Work instructions: Please rewrite the lines of all the records below as a numbered list, leaving out any blank lines.

Input records:
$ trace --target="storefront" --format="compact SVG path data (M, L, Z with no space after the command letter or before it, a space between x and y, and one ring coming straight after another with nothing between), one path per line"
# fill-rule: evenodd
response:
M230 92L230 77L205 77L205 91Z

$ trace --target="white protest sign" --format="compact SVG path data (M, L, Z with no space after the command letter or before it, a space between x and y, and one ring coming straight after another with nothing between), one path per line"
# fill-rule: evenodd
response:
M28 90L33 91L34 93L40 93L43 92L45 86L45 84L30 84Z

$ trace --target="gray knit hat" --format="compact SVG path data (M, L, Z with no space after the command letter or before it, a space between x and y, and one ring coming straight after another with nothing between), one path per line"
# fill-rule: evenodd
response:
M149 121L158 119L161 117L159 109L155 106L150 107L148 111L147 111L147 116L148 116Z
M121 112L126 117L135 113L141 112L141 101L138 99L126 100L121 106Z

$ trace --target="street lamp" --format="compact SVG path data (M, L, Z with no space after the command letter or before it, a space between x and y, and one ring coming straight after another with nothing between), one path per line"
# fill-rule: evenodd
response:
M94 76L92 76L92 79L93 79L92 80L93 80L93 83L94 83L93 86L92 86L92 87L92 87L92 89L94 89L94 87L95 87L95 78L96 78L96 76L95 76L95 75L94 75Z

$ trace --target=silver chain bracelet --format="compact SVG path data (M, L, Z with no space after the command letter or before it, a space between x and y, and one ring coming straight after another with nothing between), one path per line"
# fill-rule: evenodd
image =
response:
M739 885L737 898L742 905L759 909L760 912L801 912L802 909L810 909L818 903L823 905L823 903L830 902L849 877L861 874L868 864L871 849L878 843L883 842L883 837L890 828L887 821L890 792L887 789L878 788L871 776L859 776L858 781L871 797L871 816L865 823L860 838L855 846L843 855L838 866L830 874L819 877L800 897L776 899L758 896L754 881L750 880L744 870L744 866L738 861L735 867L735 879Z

Task answer:
1. $ trace --target="storefront" --format="compact SVG path data (M, L, Z with no space after the command letter or before it, a space between x and y, and one ring coming straight after another with nothing between), one path per line"
2. # fill-rule: evenodd
3. response:
4. M230 92L230 77L205 77L205 91Z
5. $ trace --target="white protest sign" --format="compact SVG path data (M, L, Z with no space after the command letter or before it, a space between x and y, and one ring coming straight after another with nothing between), one path per line"
6. # fill-rule: evenodd
7. response:
8. M28 90L33 91L34 93L40 93L43 92L45 86L45 84L30 84Z
9. $ trace --target="gray knit hat" --format="compact SVG path data (M, L, Z with no space after the command letter or before it, a space between x and y, and one ring coming straight after another with nothing between), one path per line"
10. # fill-rule: evenodd
11. response:
12. M149 121L158 119L161 117L159 109L155 106L150 107L148 111L147 111L147 116L148 116Z
13. M121 112L126 117L135 113L141 112L141 101L138 99L126 100L121 106Z
14. $ trace --target="street lamp" --format="compact SVG path data (M, L, Z with no space after the command letter or before it, a space between x and y, and one ring coming straight after another with nothing between), one path per line"
15. # fill-rule: evenodd
16. response:
17. M94 76L92 76L92 79L93 79L92 80L93 80L93 83L94 83L93 86L92 86L92 87L92 87L92 89L94 89L94 87L95 87L95 78L96 78L96 76L95 76L95 75L94 75Z
18. $ trace --target=silver chain bracelet --format="compact SVG path data (M, L, Z with no space after the command letter or before it, a space between x and y, and one ring coming straight after another with nothing between), one path per line"
19. # fill-rule: evenodd
20. image =
21. response:
22. M739 885L737 898L742 905L759 909L760 912L801 912L802 909L810 909L818 903L823 905L823 903L830 902L849 877L861 874L868 864L871 849L878 843L883 842L883 837L890 828L887 821L890 792L887 789L878 788L871 776L859 776L858 781L871 797L871 816L865 823L860 838L855 846L843 855L838 866L830 874L819 877L800 897L776 899L758 896L754 881L750 880L744 870L744 866L738 861L735 867L735 879Z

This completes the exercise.